# Your tasks
**A)** Print the stretch of the post on C++0x concepts from "C++0x is the" to "done this year.".
**B)** Carry on the post about concepts being dropped from C++0x, picking up after its last sentence.

Alas, Concepts, We Hardly Knew Ye

22 July 2009 @ 09:19
 in Programming

While catching up on recent postings to Lambda the Ultimate, I was rather surprised to discover that last week concepts were, by a vote of the committee members, completely removed from the C++0x draft specification.

On Monday, July 13th 2009 Concepts were dramatically voted out of C++0x during the C++ standards committee meeting in Frankfurt. [...] When I first heard the news, I couldn’t believe it. Concepts were supposed to be the most important addition to core C++ since 1998. Tremendous efforts and discussions were dedicated to Concepts in every committee meeting during the past five years. After dozens of official papers, tutorials and articles — all of which were dedicated to presenting and evangelizing Concepts — it seemed very unlikely that just before the finishing line, Concepts would be dropped in a dramatic voting.

C++0x is the next version of the C++ language standard. It should more properly be called C++1x, since the chances of it being released within the year are like the chances that Microsoft would contribute code to the Linux kernel — er, bad example. Anyway, the point is that it’s not going to be done this year.

While I’ve been following the development of C++0x with interest, I haven’t been immersing myself in the implementation details. In essence, I want to know what’s coming up, but I’m not too interested in committing to memory the nuts and bolts of a specification that is likely to be revised several more times before it is finalized. I’m not totally abstaining from C++0x until it’s done. I do use some features where they are useful and already implemented, for example I am using unordered_map, the standard library’s version of a hash table, in the latest iteration of my work on the lottery problem. However, my understanding of the majority of C++0x features has been relatively, for lack of a better word, “conceptual”.

The layman’s understanding that I had of the C++0x concepts feature led me to react with shock to learning of it’s removal. It sounded incredibly useful, and I didn’t see what could be such a big problem that it would have to be ripped out entirely. That changed when I read more about concepts as they (were going to) exist in C++0x.

According to the InformIT article that I linked above, the straw that broke the camel’s back was a paper by Bjarne Stroustrup entitled “Simplifying the Use of Concepts”. This paper, ironically, was intended to champion the retention of the concepts feature, and to propose solutions for some of the feature’s outstanding problems. According to that article, this paper “scared folks.” That’s a description that’s hard to interpret until you read the paper itself, which if you have any interest in C++0x or any curiosity about why concepts were removed, I strongly suggest you do. Let me give my reaction to it.

First, some background. The current C++ standard library already has concepts, and uses them heavily. The most easily demonstrable example of concepts in the current C++ standard library is iterators. You have ForwardIterators, BidirectionaIterators, RandomAccessIterators, etc, etc. These each specify behavior semantics and usage syntax for different kinds of iteration. For example, a ForwardIterator must (among other things) support operator++ and be re-usable over the same collection. Yet if you go looking for a class called ForwardIterator to use as a superclass of your iterator, you will find nothing.

# Dataset content
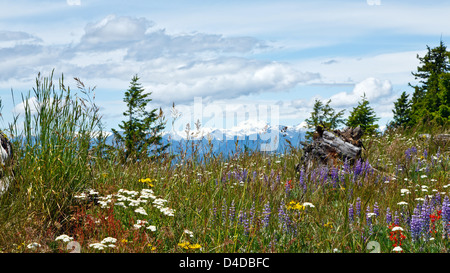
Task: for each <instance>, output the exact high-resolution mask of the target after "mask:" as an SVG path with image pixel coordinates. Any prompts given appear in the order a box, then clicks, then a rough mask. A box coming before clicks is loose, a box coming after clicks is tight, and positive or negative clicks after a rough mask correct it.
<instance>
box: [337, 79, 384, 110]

# Outputs in order
**A)**
C++0x is the next version of the C++ language standard. It should more properly be called C++1x, since the chances of it being released within the year are like the chances that Microsoft would contribute code to the Linux kernel — er, bad example. Anyway, the point is that it’s not going to be done this year.

**B)**
The fundamental difference between the concepts currently in the standard library and the concepts that were until recently part of the C++0x draft is that the compiler is totally ignorant of concepts as they exist in C++ today. Today, concepts exist only in the documentation for the standard library; the compiler is completely ignorant of them. The only ways for a programmer to be sure that he or she has conformed to a required concept is to either read the documentation, to read the implementation code and infer the concept requirements, or to guess what the concept requirements are and to refine that guess as a result of each compiler error that arises. C++0x concepts aimed to give a language-supported and compiler-understood mechanism for defining the requirements of a concept in code.

Years ago, my first reaction to concepts, both in C++98 and C++0x forms, was “that’s neat, but why don’t they just use interfaces?” After all, generics in Java accomplish this rather elegantly through the use of interfaces, wildcards, and wildcard binding. The answer is that interfaces are inherently an object-oriented construct, and C++ is not just an object-oriented programming language.

Sure, interface-based template restriction would work fine for classes, but not requiring the use of classes when it is not necessary is a fundamental part of the multi-paradigm nature of C++. In fact, even though Java is object-oriented, its interface-based generics implementation has an obvious and annoying artifact in the completely unintuitive rule that you cannot use fundamental types (such as int) for generic type parameters. In C++, aside from wanting to avoid Java-like autoboxing, it is essential that code like this be legal:

  1. int numbers[] = {42, 27, 117, 1024, 34};
  2. std::sort(numbers, numbers + sizeof(numbers));

This uses the templated std::sort function to sort a raw C-style array. The arguments to std::sort are RandomAccessIterators, which is a concept, not an interface. If RandomAccessIterator were an interface, then we would need either need to convert numbers into a random access container object (e.g. std::vector), or we would need to wrap the pointers that we passed to std::sort in iterator objects that implemented the RandomAccessIterator interface. Instead, since RandomAccessIterator is a concept, passing two int*s to std::sort works just fine with no behind-the-scenes magic, since pointers into an array support all the syntax that RandomAccessIterators must support, and they have equivalent semantics.

The big idea to take away from this set-up is that C++ templates differ from other similar systems (like Java generics) because they rely on structural typing, rather than nominal typing. That is, template arguments are validated based on whether or not they support the required syntax (operators and/or method calls). Not only is this different from other languages, it is radically different from other parts of C++, such as function arguments, which are validated based on whether or not they derive from the appropriate class. Because of this, the idea of adding formal concepts to C++0x was necessarily more than just a way to bring documentation into code that the compiler could understand and enforce. Concepts in C++0x were supposed to unify structural and nominal typing in C++.

Formal concepts are a way to give symbolic names to structural properties. Given this, a templated function or class can specify the symbolic name(s) for the collection of structural properties that it requires of its template argument(s). These names can then by looked up by the compiler, or the programmer, or the programmer’s IDE, to determine if a given type is appropriate as a template argument to that function or class. However, concepts are not nominal types, so there is no need for the type of the template argument to itself know anything about the concept that it is structurally conforming to.

The problem is that unifying the almost diametrically opposite notions of structural and nominal typing, of course, quite hard, which implies that formalized concepts are going to be quite difficult to define in just the right way.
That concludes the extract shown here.